Job — Substitute "interface" for "UI" in the lines running from the one containing "From the UI captured above, find the single-story" through the last line, inclusive, and reproduce only those lines with every other part unchanged.

Input —

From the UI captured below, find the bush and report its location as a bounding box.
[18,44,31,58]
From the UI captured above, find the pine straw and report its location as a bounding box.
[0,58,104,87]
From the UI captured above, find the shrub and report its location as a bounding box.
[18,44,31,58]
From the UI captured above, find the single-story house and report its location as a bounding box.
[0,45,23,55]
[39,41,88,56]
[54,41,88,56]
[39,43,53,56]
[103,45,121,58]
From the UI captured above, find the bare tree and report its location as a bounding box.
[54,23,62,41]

Response below —
From the interface captured above, find the single-story house and report its location as a bounding box.
[0,45,23,55]
[39,41,88,56]
[54,41,88,56]
[39,43,53,56]
[103,45,121,58]
From the interface captured above, find the bare tree and report its location as a bounding box.
[54,23,62,41]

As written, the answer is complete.